— WORK TO COMPLETE —
Turn the lines below into a JSON array of strings, with each line as its own string and any blank lines left out.

— DATASET ROWS —
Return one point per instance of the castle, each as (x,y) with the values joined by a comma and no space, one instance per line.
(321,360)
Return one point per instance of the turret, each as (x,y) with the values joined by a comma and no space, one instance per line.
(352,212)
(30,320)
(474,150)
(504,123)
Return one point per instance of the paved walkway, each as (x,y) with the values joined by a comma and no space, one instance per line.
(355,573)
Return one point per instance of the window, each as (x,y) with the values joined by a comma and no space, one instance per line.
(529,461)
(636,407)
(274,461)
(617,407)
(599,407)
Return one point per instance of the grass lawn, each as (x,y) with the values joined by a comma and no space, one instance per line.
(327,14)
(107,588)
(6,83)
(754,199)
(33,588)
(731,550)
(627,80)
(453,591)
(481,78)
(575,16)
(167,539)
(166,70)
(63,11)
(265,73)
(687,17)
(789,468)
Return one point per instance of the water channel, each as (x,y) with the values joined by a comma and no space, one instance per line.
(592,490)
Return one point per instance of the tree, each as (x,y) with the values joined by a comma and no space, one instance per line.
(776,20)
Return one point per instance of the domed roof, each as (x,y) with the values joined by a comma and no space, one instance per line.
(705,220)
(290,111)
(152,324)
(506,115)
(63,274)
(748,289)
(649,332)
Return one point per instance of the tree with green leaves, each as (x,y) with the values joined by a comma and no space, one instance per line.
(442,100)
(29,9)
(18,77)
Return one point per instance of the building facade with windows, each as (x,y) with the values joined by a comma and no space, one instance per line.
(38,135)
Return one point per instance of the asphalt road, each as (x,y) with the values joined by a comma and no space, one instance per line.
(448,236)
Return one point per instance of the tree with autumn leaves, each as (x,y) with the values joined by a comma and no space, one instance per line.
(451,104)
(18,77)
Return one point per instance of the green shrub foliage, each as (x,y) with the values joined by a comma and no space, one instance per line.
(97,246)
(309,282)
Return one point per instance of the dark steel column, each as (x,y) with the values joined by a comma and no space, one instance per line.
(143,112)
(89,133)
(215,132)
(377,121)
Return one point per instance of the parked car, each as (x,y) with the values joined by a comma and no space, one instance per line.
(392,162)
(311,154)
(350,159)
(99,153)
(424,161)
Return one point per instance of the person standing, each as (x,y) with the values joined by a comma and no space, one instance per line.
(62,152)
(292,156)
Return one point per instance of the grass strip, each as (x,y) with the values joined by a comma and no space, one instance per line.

— REPLY —
[
  "Return one point per instance of the castle, each as (x,y) with the values joined by a comma and no space, one instance per line.",
  "(321,360)",
  "Return one point per instance of the turret, each as (x,y) with the values joined by a comma and no space, one instance per line.",
  "(352,212)",
  "(30,320)",
  "(474,150)",
  "(504,123)",
  "Return one point per instance of the paved walkway, each as (x,y) with the values joined by a comma and no space, one instance per line.",
  "(355,573)",
  "Return one point per instance of the window, each as (x,y) with the values joined by a comma and no space, one instance per line.",
  "(529,461)",
  "(636,407)",
  "(274,461)",
  "(617,407)",
  "(599,407)",
  "Return one point per instance of the grass lawn, each as (x,y) with the values joined by a comma and no space, one instance per line.",
  "(327,14)",
  "(107,588)",
  "(6,83)",
  "(754,199)",
  "(33,588)",
  "(731,550)",
  "(627,80)",
  "(453,591)",
  "(481,78)",
  "(575,16)",
  "(167,539)",
  "(166,70)",
  "(63,11)",
  "(265,73)",
  "(687,17)",
  "(789,468)",
  "Return one point per instance of the water channel, each as (x,y) with the values joined by a comma and no space, one instance per line.",
  "(592,490)",
  "Return one point per instance of the tree, each as (x,y) with the values joined by a comma and no space, one instance per line.",
  "(776,20)",
  "Return one point per instance of the domed roof, each as (x,y) with the values joined by a comma and no space, one instance per line.",
  "(705,220)",
  "(290,111)",
  "(152,324)",
  "(506,115)",
  "(63,274)",
  "(748,289)",
  "(649,332)",
  "Return one point per instance of the tree with green leaves, each as (x,y) with the values joined by a comma and no space, one instance per line.",
  "(442,100)",
  "(29,9)",
  "(18,77)",
  "Return one point per instance of the building facade with windows, each as (x,y) with the values joined by a comma and no space, one instance per line.",
  "(38,135)",
  "Return one point per instance of the asphalt road, each as (x,y) with the values joined by a comma and no space, one instance per line.",
  "(448,236)",
  "Return one point per instance of the tree with autumn leaves, each as (x,y) with the values joined by a comma and no space, one instance per line.",
  "(451,104)",
  "(18,77)",
  "Return one point per instance of the green shrub foliage, each as (x,y) with the values joined by a comma and no space, one instance per line.",
  "(97,246)",
  "(309,282)",
  "Return one point per instance of the dark steel column, each as (x,y) with the values joined by a comma and no space, one instance per line.",
  "(143,112)",
  "(89,133)",
  "(215,132)",
  "(377,121)",
  "Return one point per instance of the parked car, each as (x,y) with the values joined by a comma and no space, one instance per line.",
  "(392,162)",
  "(311,154)",
  "(350,159)",
  "(99,153)",
  "(424,161)",
  "Return one point per instance of the person standing, each as (x,y) with the values joined by a comma and no space, one instance per line.",
  "(62,152)",
  "(292,156)",
  "Return one point per instance of the grass strip, each as (x,y) with the values joined by a comma and no space, one instance per line."
]